» Work task
List every person the review of Holiday mentions by name.

» Passage to read
=== Begin Enclosure ===

Holiday takes obscene amounts of time getting to the point, says Raja Sen.
Offensively bland movies often throw up unrelated food for thought.
While enduring the painfully boring Holiday, for example, I wistfully wondered how much fun things could be had the filmmaker chosen to change his vantage point: to go from the cliched hero to the much more interesting character, his hapless (but reasonable) policeman buddy.
Played as he was by Sumeet Raghavan, I kept willing the film to cut away from its insipid proceedings to this perfectly likeable cop's home life, to his miserly wife and his poetry-spouting brother. What a lark that would be.
Alas, this film is made by AR Murugadoss, the man who made Ghajini -- and the man who can thus be blamed for our blockbusters having turned dafter than ever. And clearly he and I have very different definitions of the word "lark."
Holiday calls itself a thriller.
And indeed there is a thumping background score and much, much malarkey about sleeper cells and terrorists.
In the middle stands Akshay Kumar, with unfortunately flat hair, holding a Rubik's Cube, and making what appear to be very random assumptions.
He's ridding Mumbai of the scourge of terrorism, and good for him. Because these are simple action movie setups that, despite their harebrained processes, can lead to slick enough thrillers.

=== End Enclosure ===

» Study material

=== Begin Enclosure ===

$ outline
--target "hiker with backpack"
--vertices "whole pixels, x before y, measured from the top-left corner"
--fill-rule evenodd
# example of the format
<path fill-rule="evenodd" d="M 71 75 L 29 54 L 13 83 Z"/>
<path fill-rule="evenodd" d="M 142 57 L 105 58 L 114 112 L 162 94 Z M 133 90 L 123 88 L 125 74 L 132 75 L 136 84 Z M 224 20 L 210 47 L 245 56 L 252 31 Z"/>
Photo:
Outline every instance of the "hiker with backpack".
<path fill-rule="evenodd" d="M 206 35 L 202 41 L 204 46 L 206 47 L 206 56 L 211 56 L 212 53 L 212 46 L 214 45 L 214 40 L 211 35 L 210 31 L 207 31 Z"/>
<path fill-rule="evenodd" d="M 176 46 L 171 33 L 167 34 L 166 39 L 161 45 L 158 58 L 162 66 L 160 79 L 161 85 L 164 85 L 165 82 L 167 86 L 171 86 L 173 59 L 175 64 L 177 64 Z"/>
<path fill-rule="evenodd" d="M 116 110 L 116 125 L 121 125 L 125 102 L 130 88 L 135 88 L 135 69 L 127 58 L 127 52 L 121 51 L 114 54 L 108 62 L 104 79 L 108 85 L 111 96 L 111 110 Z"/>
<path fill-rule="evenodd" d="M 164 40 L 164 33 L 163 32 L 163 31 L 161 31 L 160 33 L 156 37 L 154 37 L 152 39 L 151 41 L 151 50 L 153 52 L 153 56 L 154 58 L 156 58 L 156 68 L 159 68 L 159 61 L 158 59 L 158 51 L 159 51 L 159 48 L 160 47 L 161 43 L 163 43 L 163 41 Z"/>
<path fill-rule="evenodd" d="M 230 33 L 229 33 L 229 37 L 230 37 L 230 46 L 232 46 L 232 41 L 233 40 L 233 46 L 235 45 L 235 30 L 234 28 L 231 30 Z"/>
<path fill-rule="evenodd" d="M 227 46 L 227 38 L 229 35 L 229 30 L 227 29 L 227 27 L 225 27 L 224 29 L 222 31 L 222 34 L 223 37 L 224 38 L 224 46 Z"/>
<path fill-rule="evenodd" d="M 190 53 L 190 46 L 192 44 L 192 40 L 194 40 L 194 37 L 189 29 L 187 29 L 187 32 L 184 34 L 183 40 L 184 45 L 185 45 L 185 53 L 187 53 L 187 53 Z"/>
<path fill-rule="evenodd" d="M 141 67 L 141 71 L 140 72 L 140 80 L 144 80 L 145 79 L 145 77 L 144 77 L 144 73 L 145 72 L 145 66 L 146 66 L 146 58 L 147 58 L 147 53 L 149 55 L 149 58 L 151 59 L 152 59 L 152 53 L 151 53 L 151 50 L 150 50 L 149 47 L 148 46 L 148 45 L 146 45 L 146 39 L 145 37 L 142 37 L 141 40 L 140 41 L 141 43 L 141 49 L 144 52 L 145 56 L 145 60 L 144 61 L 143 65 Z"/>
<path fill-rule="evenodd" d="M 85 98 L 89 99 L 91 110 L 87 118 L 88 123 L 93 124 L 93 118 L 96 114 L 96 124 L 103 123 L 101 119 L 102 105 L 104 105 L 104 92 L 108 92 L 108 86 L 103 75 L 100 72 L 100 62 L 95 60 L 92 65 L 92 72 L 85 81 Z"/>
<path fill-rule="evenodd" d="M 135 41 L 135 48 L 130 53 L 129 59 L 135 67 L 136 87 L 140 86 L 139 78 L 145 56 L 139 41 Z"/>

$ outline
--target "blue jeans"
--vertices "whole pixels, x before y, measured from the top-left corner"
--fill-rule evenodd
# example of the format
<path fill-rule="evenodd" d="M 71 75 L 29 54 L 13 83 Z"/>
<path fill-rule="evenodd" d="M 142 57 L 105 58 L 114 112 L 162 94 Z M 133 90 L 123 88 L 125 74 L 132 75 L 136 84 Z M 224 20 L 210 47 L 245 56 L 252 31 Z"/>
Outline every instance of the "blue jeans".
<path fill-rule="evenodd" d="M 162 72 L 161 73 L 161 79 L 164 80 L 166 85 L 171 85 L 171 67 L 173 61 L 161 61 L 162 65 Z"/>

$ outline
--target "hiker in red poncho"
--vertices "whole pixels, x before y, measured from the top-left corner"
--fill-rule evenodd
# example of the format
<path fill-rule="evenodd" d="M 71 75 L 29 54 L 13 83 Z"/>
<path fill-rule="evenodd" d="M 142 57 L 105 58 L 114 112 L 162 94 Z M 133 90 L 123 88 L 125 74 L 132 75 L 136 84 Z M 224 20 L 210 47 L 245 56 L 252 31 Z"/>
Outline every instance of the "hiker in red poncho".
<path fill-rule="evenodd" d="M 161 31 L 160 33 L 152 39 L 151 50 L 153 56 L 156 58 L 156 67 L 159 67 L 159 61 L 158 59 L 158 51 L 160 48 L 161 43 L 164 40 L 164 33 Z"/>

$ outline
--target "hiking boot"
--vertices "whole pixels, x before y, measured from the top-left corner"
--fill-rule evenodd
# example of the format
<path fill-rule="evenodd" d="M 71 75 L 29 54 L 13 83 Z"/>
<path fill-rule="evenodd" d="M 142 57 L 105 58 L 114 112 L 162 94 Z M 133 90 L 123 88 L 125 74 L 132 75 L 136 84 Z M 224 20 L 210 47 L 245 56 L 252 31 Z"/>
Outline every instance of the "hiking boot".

=== End Enclosure ===

» Expected output
Raja Sen, Sumeet Raghavan, AR Murugadoss, Akshay Kumar